[Raw records start]

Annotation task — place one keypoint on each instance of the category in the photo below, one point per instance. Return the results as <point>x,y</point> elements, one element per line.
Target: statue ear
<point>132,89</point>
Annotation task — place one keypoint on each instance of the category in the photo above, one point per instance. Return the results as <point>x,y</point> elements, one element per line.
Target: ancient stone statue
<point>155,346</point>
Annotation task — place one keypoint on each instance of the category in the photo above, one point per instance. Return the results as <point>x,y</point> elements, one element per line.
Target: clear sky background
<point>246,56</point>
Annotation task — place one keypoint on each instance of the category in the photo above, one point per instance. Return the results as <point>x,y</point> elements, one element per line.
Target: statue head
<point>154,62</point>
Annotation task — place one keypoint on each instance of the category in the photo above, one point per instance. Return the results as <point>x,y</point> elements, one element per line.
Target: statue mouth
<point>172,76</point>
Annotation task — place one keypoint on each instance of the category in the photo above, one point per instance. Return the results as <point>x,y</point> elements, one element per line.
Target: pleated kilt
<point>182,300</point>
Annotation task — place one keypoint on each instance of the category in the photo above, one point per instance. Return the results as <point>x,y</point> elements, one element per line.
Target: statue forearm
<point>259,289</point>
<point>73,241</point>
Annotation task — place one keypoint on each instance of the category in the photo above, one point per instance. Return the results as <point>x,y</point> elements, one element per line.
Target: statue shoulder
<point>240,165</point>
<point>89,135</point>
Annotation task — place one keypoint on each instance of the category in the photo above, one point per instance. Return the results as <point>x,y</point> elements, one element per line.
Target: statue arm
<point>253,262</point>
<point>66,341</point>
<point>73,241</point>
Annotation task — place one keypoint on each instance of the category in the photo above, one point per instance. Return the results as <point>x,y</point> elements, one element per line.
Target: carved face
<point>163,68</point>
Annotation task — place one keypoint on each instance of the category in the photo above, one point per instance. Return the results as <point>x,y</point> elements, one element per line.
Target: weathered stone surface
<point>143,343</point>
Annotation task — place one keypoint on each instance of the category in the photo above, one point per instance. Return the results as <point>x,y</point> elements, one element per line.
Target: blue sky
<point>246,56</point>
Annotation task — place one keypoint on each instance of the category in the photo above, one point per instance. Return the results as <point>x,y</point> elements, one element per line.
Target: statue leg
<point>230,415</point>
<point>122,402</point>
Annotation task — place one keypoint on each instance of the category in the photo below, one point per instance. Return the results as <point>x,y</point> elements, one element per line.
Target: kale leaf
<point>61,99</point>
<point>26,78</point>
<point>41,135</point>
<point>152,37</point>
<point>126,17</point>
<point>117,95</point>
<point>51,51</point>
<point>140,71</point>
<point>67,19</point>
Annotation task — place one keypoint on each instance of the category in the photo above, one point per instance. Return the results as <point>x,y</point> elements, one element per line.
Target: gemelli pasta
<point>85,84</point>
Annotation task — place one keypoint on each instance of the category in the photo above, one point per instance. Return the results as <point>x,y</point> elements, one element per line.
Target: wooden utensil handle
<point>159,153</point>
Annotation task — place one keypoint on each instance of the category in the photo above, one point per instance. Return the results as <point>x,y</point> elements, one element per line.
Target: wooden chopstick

[Raw records end]

• **Given instruction**: Reproduce the full listing exactly.

• **Correct result**:
Annotation task — place one keypoint on each instance of the category in the photo below, one point per instance. Return the results as <point>x,y</point> elements, one element per line.
Target: statue ear
<point>132,89</point>
Annotation task — place one keypoint on each instance of the category in the photo above, one point per instance. Return the results as <point>x,y</point> elements, one element per line.
Target: ancient stone statue
<point>155,346</point>
Annotation task — place one keypoint on each instance of the category in the photo above, one point per instance. Return the results as <point>x,y</point> elements, one element per line.
Target: clear sky background
<point>246,56</point>
Annotation task — place one keypoint on each instance of the category in the photo above, one point per instance. Return the results as <point>x,y</point> elements, one element per line.
Target: statue head
<point>154,62</point>
Annotation task — place one keypoint on each instance of the category in the photo above, one point per instance. Return the results as <point>x,y</point> elements, one element per line.
Target: statue mouth
<point>172,76</point>
Annotation task — place one keypoint on each instance of the category in the photo above, one point per instance. Return the results as <point>x,y</point> elements, one element per line.
Target: pleated kilt
<point>182,300</point>
Annotation task — place one keypoint on each instance of the category in the photo above, one point per instance. Return the results as <point>x,y</point> elements, one element per line.
Target: statue forearm
<point>259,289</point>
<point>73,241</point>
Annotation task — place one keypoint on each instance of the category in the photo above, one point per instance. Return the results as <point>x,y</point> elements, one element per line.
Target: statue shoulder
<point>240,165</point>
<point>89,135</point>
Annotation task — place one keypoint on each instance of the category in the photo above, one point per instance. Return the results as <point>x,y</point> elements, one element per line.
Target: statue arm
<point>253,262</point>
<point>66,341</point>
<point>73,241</point>
Annotation task — place one keypoint on each instance of the category in the photo above, one point per instance. Return the results as <point>x,y</point> elements, one element per line.
Target: carved face
<point>163,68</point>
Annotation task — place one keypoint on each instance of the category in the photo above, one point per instance. Return the results as <point>x,y</point> elements, one element per line.
Target: weathered stone surface
<point>143,343</point>
Annotation task — place one keypoint on each instance of the category in the photo above, one point per instance. Return the results as <point>x,y</point> elements, one element per line.
Target: blue sky
<point>246,56</point>
Annotation task — place one keypoint on each instance of the category in the photo above, one point per instance. Return the results as <point>x,y</point> elements, one element per line.
Target: statue leg
<point>230,415</point>
<point>122,402</point>
Annotation task — place one keypoint on each instance of the category in the photo below, one point per instance. Return the results as <point>x,y</point> elements, one element per line.
Target: kale leaf
<point>61,99</point>
<point>26,78</point>
<point>41,135</point>
<point>152,37</point>
<point>126,17</point>
<point>117,95</point>
<point>51,51</point>
<point>140,71</point>
<point>67,19</point>
Annotation task — place one keypoint on each instance of the category in the photo above, one point per instance. Return the results as <point>x,y</point> elements, one element per line.
Target: gemelli pasta
<point>85,84</point>
Annotation task — place one keypoint on each instance of the category in the photo above, one point per instance. Return the results as <point>x,y</point> elements, one element per line.
Target: wooden utensil handle
<point>159,153</point>
Annotation task — place one keypoint on each instance of the category in the photo above, one point per instance. Return the results as <point>x,y</point> elements, one element per line.
Target: wooden chopstick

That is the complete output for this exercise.